#### PROBLEM SET:
1) Copy the portion of the patent claims that opens with the words containing "12. A specific" and closes with "aggrecanase cleavage site.".
2) According to claim 15 of the patent claims, what amino acid sequence does the MMP proteolytic cleavage site have?
3) Continue the patent claims on the specific binding molecule, starting after the last claim shown.

#### SOURCE TEXT:
=== Section Start ===
8. A specific binding molecule as claimed in claim 1 , in which the second antibody is an anti- cytokine antibody, an anti-chemokine antibody, or an anti-trophic factor antibody.

9. A specific binding molecule as claimed in claim 8, in which the anti-cytokine antibody is an anti-TNF antibody, an anti-interleukin antibody or an anti-interferon antibody.

10. A specific binding molecule as claimed in claim 9, in which the anti-cytokine antibody is an antibody to TNF-a, lymphotoxin-a, lymphotoxin-β, CD27L, CD30L, FASL, 4-1 BBL, OX40L, TRAIL

IL1 , IL-2, IL-3, IL-4, IL-5, IL-6, IL-7, IL-8, IL-9, IL-10, IL-1 1 , IL-12, IL-13, IL-14, IL-15, IL-16, IL-17, IL-18, IL-19, IL-20, IL-21 , IL-22, IL-23, IL-24, IL-25, IL-26, IL-27, IL-28, IL-29, IL-30, IL-31 , IL-32, IL- 33 (either -a or -β), IFN- , IFN-β and IFN-γ), IFN-γ inducing factor (IGIF), or to a Bone morphogenetic protein (BMP),

1 1 . A specific binding molecule as claimed in claim 8, in which the anti-chemokine antibody is an antibody to MIP-1A, MIP-1 B, MCP1 , MCP2, MCP3, RANTES, CCL19, CCL21 , IP-10, GROB, Eotaxin TARC, CD20, CD44, CD80, CD86, CTLA-4, Ang-1 or Ang-2),

12. A specific binding molecule as claimed in claim 8, in which the antibody to a trophic factor is an antibody to Epidermal growth factor (EGF), Platelet derived growth factor (PDGF), Fibroblast growth factor (FGF), Nerve growth factor (NGF), Colony stimulating factor (CSF), Granulocyte/macrophage colony stimulating factor (GM-CSF), Hepatocyte growth factor, insulin- like growth factor, Placenta growth factor, VEGF-A, VEGF-C, VEGF-D, or TGF-β.

13. A specific binding molecule as claimed in claim 10, in which the anti-TNF-a antibody is an antibody selected from the group consisting of adalimumab, infliximab or TN3-19.12.

14. A specific binding molecule as claimed in any one of claims 1 to 13, in which the peptide linker comprising a proteolytic cleavage site is a matrix metalloproteinase (MMP) cleavage site or an aggrecanase cleavage site.

15. A specific binding molecule as claimed in claim 14, in which the amino acid sequence of the MMP proteolytic cleavage site is PLGLWA (SEQ ID NO:1).

16. A nucleic acid sequence encoding the specific binding molecule as defined in any one of claims 1 to 15.

17. A vector comprising a nucleic acid sequence as defined in claim 16.

18. A host cell comprising a nucleic acid or vector as defined in claim 16 or claim 17.

19. A composition comprising the specific binding molecule as defined in any one of claims 1 to 15, the nucleic acid sequence as defined in claim 16, the vector as defined in claim 17, or the host cell as defined in claim 18.
=== Section End ===
[Collected data entries]
=== Section Start ===
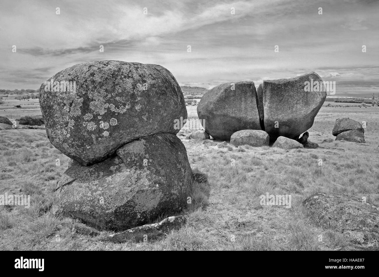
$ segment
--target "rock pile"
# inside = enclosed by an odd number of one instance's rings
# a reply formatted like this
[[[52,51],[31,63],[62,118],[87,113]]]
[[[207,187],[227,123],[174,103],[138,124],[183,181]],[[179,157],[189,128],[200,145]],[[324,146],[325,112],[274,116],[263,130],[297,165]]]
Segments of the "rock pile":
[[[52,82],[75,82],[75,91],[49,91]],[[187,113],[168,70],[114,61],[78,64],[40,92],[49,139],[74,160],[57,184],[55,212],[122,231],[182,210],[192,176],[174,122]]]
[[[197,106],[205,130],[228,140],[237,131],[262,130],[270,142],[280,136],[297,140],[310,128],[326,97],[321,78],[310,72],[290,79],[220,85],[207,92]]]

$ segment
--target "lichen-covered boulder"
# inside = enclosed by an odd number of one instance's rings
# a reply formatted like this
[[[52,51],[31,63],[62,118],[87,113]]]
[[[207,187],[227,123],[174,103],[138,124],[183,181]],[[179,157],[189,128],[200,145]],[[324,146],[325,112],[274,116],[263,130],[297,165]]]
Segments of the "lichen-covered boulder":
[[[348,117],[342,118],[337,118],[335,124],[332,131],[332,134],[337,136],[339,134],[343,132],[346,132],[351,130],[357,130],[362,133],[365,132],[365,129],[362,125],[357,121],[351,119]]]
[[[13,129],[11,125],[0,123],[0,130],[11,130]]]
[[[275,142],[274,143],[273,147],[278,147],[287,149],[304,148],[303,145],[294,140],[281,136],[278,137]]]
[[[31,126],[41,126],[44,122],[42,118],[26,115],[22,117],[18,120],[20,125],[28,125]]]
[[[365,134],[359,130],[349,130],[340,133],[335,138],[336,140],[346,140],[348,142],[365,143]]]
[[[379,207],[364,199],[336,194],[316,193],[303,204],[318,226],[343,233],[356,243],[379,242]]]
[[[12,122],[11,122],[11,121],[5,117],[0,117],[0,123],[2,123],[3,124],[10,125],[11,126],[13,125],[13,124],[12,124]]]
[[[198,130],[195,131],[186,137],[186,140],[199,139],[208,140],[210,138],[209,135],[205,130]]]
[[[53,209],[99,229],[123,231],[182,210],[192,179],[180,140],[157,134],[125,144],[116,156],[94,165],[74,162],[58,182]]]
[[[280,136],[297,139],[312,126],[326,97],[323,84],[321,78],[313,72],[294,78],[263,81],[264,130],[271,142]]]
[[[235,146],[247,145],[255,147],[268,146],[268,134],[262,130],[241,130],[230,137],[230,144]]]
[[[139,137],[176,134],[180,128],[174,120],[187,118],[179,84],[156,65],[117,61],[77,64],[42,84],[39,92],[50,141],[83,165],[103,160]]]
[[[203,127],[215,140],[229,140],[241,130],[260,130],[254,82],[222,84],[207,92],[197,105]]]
=== Section End ===
=== Section Start ===
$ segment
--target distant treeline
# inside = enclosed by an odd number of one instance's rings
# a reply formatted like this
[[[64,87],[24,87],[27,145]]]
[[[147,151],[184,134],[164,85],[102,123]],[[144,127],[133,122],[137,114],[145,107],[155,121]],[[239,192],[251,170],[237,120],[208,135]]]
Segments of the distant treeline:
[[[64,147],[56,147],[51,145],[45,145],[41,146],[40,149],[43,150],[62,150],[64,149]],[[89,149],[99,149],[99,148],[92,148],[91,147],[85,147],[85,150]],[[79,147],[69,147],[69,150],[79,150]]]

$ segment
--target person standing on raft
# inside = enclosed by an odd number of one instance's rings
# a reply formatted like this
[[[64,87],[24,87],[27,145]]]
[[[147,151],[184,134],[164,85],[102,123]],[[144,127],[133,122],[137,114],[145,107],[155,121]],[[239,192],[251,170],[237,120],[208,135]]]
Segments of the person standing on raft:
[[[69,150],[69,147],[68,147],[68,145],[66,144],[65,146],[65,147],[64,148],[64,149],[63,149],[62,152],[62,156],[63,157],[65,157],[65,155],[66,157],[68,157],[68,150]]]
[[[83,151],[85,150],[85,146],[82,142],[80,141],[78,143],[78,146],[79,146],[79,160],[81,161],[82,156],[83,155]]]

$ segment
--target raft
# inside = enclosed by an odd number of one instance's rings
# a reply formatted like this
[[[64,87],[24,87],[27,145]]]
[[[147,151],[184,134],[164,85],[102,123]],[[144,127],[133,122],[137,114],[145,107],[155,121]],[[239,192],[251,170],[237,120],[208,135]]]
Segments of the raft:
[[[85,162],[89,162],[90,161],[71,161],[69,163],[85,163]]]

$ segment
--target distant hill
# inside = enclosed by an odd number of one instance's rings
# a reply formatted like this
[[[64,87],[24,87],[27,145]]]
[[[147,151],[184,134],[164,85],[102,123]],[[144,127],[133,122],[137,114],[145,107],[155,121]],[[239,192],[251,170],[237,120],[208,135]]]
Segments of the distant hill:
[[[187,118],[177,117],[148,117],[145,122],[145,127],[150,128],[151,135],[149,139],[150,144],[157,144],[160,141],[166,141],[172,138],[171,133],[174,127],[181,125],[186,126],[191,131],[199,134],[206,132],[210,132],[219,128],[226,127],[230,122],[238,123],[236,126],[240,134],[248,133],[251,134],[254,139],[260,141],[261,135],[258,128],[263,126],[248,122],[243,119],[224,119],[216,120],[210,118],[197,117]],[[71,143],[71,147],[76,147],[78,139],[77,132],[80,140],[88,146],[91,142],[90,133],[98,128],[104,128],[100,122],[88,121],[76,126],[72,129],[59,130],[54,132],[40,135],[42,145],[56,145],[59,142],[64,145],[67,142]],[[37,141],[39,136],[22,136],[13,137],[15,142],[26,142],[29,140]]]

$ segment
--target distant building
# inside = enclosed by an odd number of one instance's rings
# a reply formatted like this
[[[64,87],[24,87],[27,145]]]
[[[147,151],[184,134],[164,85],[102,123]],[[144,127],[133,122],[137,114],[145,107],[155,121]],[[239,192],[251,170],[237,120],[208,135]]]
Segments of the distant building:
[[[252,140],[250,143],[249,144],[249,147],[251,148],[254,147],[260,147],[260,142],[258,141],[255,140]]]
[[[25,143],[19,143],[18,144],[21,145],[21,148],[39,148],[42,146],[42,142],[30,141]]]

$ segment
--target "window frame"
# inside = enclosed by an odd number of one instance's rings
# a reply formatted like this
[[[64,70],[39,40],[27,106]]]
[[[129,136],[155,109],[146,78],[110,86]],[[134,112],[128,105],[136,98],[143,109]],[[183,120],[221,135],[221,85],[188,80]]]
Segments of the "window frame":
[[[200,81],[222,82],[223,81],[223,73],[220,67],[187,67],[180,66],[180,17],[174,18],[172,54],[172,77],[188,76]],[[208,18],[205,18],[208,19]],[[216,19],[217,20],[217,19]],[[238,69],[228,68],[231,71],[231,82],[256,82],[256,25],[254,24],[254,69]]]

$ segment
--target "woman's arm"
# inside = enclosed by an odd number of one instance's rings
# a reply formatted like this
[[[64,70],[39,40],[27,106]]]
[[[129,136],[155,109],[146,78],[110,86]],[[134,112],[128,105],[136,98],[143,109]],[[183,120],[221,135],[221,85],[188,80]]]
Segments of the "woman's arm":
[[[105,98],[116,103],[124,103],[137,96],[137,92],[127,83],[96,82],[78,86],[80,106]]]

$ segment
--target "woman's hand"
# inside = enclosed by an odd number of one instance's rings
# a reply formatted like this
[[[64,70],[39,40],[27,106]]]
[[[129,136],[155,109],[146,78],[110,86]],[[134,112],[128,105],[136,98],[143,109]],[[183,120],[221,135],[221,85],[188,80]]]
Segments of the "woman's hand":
=== Section End ===
#### RESULTS OF THE EXERCISE:
1)
12. A specific binding molecule as claimed in claim 8, in which the antibody to a trophic factor is an antibody to Epidermal growth factor (EGF), Platelet derived growth factor (PDGF), Fibroblast growth factor (FGF), Nerve growth factor (NGF), Colony stimulating factor (CSF), Granulocyte/macrophage colony stimulating factor (GM-CSF), Hepatocyte growth factor, insulin- like growth factor, Placenta growth factor, VEGF-A, VEGF-C, VEGF-D, or TGF-β.

13. A specific binding molecule as claimed in claim 10, in which the anti-TNF-a antibody is an antibody selected from the group consisting of adalimumab, infliximab or TN3-19.12.

14. A specific binding molecule as claimed in any one of claims 1 to 13, in which the peptide linker comprising a proteolytic cleavage site is a matrix metalloproteinase (MMP) cleavage site or an aggrecanase cleavage site.

2) PLGLWA (SEQ ID NO:1)

3)
20. A pharmaceutical composition comprising the specific binding molecule as defined in any one of claims 1 to 15, the nucleic acid sequence as defined in claim 16, the vector as defined in claim 17, or the host cell as defined in claim 18.

21 . A specific binding molecule as claimed in any one of claims 1 to 15, nucleic acid sequence as defined in claim 16, a vector as claimed in claim 17 or a host cell as claimed in claim 18 for use in the treatment of inflammatory conditions or cancer.

22. A method for the treatment of inflammatory conditions or cancer comprising the administration to a subject of a composition comprising a specific binding molecule as defined in any one of claims 1 to 15, nucleic acid sequence as defined in claim 16, a vector as claimed in claim 17 or a host cell as claimed in claim 18.

23. A kit of parts comprising a specific binding molecule as defined in any one of claims 1 to 15, nucleic acid sequence as defined in claim 16, a vector as claimed in claim 17 or a host cell as claimed in claim 18 and an administration vehicle including, but not limited to, tablets for oral administration, inhalers for lung administration and injectable solutions for intravenous administration.

24. A process for preparing the specific binding molecule as claimed in any one of claims 1 to 15 comprising production of the specific binding molecule recombinantly by expression of a suitable nucleic acid sequence encoding said specific binding molecule in a host cell, followed by purification of the expressed specific binding molecule.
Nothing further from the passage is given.